:: Metin

Sessizce bir şarkı mırıldanmak gibi.

21.10.2010

Tears of a kitty


Yağmurlu bir sokak, sessiz bir gece ya da belki tam tersi. Sessiz akan bir ırmak gibidir bazen yağmur gecede. Adımlar damlalara, damlalar dertlere karışır da bir sokak kedisi oluverirsin karanlıkta. Ansızın kulakları yırtılır, küçük dünyan silkelenir, bir su birikintisine gömülür başın. 

Seni öldürürler belki.
Belki de köpekler parçalar vücudunu zevk olsun diye.

Birinin gelip seni kurtaracağını umarsın. Beklersin. Akan her damla kanında kaybolur nefesin, umudun. Son soluğunu alamadan boğulursun yağmurda, tozda, kanda...

Dışardakiler bilirler başına gelenleri. Bilirler seni ve senin gibi nicelerini. Peki sen bilir misin, neden susarlar? Neden gözlerini kaparlar olanlara?

İnsanlar gözyaşlarından korkarlar ve bunu bilmezler. Ağlamamak için sıkılır yumruklar, kapanır gözler. Yalnız kalırsın da bir sıcak yuva vermezler.

İnsanlar ağlamaktan ve ağlayacak kadar cesur olanlardan korkarlar hep. Sen ise bir küçük kedi, bir damla yağmur olup karışırsın toprağa.

::::

Yapılacak Görevler -
- A) Metnin son paragrafına göre insanlar nelerden korkarlar?
- B) Metnin "Sessizce bir şarkı" ifadesinden "Seni öldürürler belki." ifadesine kadar olan bölümünü aynen kopyalayınız.
- C) Metni iki cümleyle özetleyiniz.

:: Kayıt Alıntıları

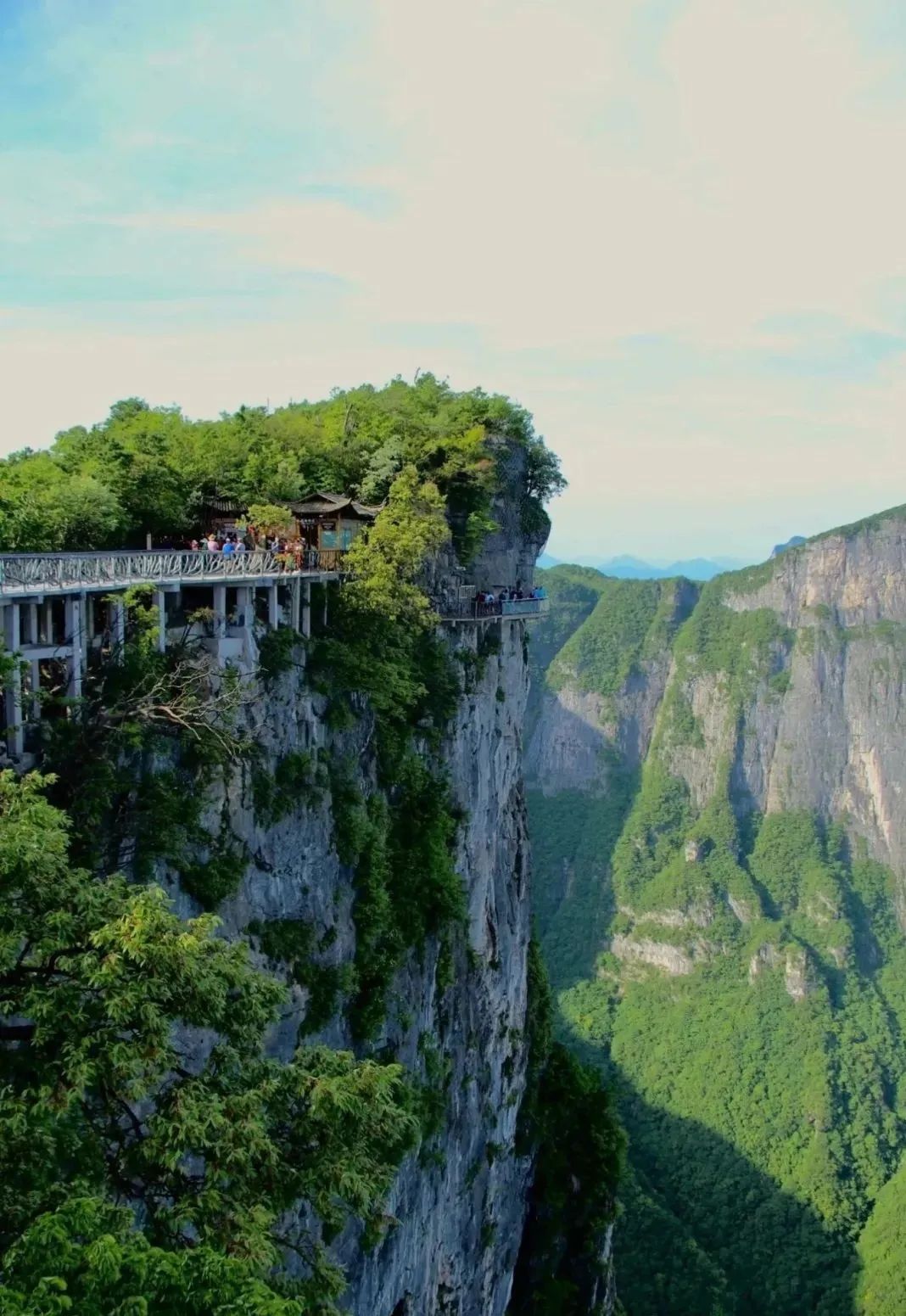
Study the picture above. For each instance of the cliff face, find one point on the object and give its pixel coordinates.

::::
:: Kayıt Alıntıları

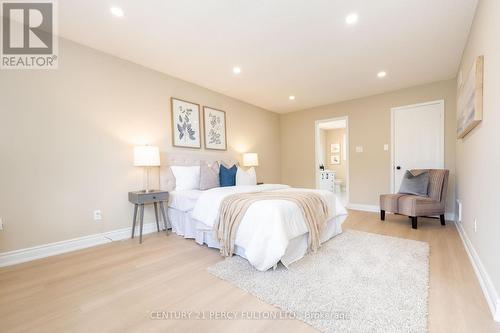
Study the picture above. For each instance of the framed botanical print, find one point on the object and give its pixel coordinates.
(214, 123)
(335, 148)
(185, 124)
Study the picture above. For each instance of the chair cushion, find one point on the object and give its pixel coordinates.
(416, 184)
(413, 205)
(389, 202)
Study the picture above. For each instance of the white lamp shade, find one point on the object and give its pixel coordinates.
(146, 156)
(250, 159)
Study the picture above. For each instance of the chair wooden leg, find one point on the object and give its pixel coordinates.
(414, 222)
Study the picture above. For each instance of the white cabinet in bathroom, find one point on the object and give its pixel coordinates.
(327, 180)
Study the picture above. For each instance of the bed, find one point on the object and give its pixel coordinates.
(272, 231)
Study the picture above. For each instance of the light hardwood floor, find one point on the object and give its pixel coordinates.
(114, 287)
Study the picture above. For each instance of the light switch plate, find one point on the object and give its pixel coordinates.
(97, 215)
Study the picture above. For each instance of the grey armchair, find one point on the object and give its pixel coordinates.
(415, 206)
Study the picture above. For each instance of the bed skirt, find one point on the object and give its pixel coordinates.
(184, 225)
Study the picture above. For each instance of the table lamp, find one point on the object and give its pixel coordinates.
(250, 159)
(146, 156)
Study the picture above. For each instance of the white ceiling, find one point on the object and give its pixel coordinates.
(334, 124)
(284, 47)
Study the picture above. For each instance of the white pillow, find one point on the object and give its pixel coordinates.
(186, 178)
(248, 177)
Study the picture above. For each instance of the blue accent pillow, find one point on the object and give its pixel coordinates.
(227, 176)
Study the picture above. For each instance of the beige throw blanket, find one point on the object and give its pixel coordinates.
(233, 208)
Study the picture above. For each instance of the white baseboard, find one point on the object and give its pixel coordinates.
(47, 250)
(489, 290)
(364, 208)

::::
:: Kayıt Alıntıları

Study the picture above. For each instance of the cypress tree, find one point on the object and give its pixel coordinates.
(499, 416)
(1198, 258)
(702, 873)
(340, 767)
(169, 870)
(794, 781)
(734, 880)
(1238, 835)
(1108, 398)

::::

Tam Çözümler -
- A) Ağlamaktan ve ağlayacak kadar cesur olanlardan.

- B)
Sessizce bir şarkı mırıldanmak gibi.

21.10.2010

Tears of a kitty


Yağmurlu bir sokak, sessiz bir gece ya da belki tam tersi. Sessiz akan bir ırmak gibidir bazen yağmur gecede. Adımlar damlalara, damlalar dertlere karışır da bir sokak kedisi oluverirsin karanlıkta. Ansızın kulakları yırtılır, küçük dünyan silkelenir, bir su birikintisine gömülür başın. 

Seni öldürürler belki.

- C) Metin, okuru yağmurlu bir gecede karanlıkta kalan bir sokak kedisine dönüştürür; bu kedi yaralanır, kurtarılmayı bekler ve yağmurda, tozda, kanda boğulur. Dışarıdakiler başına gelenleri bildikleri hâlde susar ve gözlerini kaparlar; insanlar gözyaşlarından korkar ve yalnız kalan kediye sıcak bir yuva vermezler.